--- Passage to read ---
Liam,

Thanks again. We luckily are not talking terabytes. The larger documents I have seen are in the 1 - 5 gigs with most under 15mb. I would think each 'document' would be a resource in the database. Its the 1+ gig DOMs that are our problem.. Also having to load the entire Blob/DOM at once is horrible for load performance. The RestXQ/Hypermedia approach would allow lazy loading via hypermedia driven discover-ability but still support full XPath/XQuery level querying as previously relegated to the DOM alone. 

The nice thing about our metadata approach is we actually have several levels of metadata which is then 'combined' into user/group specific metadata to allow for  user/group level configuration without undermining core system functions and caching mechanisms.

The RestXQ endpoints simply consume the 'System wide' metadata for building entity representations and the client consumes their own 'personal' metadata for client side representation.... This personal metadata is a mashup of the system metadata, any group metadata they are apart of and personal metadata alterations. For example Bob could make the 'NeedsRepair' field invisible on Transformer Inspection records...

 This 'custom' metadata is consumed by the client and the html markup is generated based on it. Again we use clietside js via knockout.js for this. The key benefit here is the data representation does not change and can be consumed by all clients regardless of their metadata alterations. This single representation can then be subsequently cached efficiently through the network with caching headers which are configurable via the system wide entity metadata. For example maybe Transformers have a freshness of 1 minute while Inspection Records are fresh for 2 days...

Although there is only 'one' representation of each resource private/sensitive data is always present and encrypted with a secret key per resource where the secret key is only available to those with privileges.

So for example:

api/employees/2

may return

{ name: 'Bob'
  salary: 'encryptedstringhere',
  isActive: 'true' }

This resource can be 'shared' by everyone. If someone has permissions to see 'salary' they can request:

api/employees/2/keys

This would return a sequence of secret keys for the properties encrypted in the resource for all properties the user has permissions to see. 

Anyway I think I got carried away... I am just excited! 

I really just wanted to say thanks again, there is a ton of documentation on XML and its hard to wade through it all efficiently.. Your input was invaluable. The approach you outlined is in line with the way I was thinking I would implement query-able relationships should xml not have those facilities inhouse. Also thanks for the SML reference. It looks promising.

Ill leave you alone and check out that query-talk group..

Once again! Thanks and have a great rest of your week!

Hopefully in the coming weeks Ill know if this will all work as we envision or fails miserably. :)

--- Record list ---
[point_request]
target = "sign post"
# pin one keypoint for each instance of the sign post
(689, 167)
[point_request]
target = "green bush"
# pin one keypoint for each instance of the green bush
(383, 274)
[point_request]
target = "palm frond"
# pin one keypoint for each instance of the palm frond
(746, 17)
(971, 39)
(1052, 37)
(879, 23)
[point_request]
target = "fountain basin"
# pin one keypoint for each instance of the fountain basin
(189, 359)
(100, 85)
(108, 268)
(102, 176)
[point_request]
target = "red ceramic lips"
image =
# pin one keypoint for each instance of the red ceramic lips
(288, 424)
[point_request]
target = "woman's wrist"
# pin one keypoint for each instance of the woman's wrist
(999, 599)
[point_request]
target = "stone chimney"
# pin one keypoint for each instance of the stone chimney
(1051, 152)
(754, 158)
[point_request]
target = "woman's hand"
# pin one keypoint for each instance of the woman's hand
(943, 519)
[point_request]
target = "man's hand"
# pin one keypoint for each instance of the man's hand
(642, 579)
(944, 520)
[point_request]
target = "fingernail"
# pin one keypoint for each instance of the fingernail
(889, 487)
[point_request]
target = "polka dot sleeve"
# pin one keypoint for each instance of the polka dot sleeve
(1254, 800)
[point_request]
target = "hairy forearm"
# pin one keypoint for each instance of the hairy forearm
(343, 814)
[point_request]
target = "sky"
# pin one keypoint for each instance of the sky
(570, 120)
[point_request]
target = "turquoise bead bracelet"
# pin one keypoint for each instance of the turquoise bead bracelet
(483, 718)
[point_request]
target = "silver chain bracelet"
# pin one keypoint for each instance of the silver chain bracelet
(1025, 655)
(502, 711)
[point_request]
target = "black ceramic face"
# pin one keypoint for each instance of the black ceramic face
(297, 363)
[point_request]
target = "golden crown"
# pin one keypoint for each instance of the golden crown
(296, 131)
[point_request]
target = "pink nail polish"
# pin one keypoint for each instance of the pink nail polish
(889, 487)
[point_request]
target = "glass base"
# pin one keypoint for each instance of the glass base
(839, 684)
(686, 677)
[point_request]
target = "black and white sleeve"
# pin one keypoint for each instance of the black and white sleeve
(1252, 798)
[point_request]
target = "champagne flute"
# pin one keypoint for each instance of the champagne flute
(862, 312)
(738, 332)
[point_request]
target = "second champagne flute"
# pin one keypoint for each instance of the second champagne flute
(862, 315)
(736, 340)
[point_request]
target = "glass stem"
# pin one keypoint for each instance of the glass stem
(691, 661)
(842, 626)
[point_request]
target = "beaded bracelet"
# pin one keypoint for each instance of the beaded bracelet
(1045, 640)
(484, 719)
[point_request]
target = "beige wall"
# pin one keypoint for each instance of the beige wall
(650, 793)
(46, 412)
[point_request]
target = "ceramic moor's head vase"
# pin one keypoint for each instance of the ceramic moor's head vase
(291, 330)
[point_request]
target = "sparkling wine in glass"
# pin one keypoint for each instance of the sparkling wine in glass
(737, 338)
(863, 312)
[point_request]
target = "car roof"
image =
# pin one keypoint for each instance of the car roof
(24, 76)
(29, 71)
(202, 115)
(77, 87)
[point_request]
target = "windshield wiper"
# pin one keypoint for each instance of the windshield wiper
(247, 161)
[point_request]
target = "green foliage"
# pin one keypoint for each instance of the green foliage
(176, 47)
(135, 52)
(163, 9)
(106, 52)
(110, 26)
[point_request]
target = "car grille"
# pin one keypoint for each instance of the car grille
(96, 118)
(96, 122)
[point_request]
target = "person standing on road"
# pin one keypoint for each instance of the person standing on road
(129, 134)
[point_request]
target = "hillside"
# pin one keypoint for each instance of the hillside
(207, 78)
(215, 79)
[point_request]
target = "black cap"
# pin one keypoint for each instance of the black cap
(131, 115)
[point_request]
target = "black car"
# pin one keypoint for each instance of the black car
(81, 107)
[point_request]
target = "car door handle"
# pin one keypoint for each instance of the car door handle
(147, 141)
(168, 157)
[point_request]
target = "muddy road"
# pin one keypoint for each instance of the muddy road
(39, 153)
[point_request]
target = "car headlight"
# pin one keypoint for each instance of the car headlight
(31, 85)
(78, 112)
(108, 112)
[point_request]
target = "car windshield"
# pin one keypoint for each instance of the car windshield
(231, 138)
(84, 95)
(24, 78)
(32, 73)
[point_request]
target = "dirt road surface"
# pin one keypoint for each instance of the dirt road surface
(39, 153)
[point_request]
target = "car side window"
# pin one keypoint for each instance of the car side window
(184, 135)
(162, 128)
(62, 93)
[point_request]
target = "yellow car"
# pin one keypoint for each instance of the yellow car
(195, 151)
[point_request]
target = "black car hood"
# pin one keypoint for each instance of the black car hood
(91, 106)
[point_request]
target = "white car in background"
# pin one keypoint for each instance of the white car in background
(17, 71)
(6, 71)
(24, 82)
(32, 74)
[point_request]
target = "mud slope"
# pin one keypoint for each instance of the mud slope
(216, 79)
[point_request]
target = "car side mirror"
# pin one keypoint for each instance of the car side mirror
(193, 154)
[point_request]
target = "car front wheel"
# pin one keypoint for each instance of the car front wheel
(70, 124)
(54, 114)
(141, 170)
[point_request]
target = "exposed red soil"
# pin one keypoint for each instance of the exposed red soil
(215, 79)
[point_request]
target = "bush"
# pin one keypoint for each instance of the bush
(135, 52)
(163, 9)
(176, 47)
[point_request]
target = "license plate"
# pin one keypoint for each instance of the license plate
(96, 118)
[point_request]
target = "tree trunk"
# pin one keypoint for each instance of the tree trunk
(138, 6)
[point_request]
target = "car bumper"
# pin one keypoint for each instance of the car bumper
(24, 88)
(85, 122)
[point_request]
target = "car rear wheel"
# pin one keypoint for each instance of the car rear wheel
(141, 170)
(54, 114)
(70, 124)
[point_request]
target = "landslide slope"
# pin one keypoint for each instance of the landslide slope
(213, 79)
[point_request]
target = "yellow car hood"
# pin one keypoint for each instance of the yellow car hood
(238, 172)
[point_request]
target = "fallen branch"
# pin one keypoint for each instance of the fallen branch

--- Objective ---
Answer these questions using the forum message above.
(a) How big are most of the documents the writer has seen?
(b) Which JavaScript library does the client use to build the HTML markup?
(c) What request returns the secret keys for the encrypted properties of employee 2?

--- Solution for this exercise ---
(a) Most are under 15 MB.
(b) knockout.js
(c) api/employees/2/keys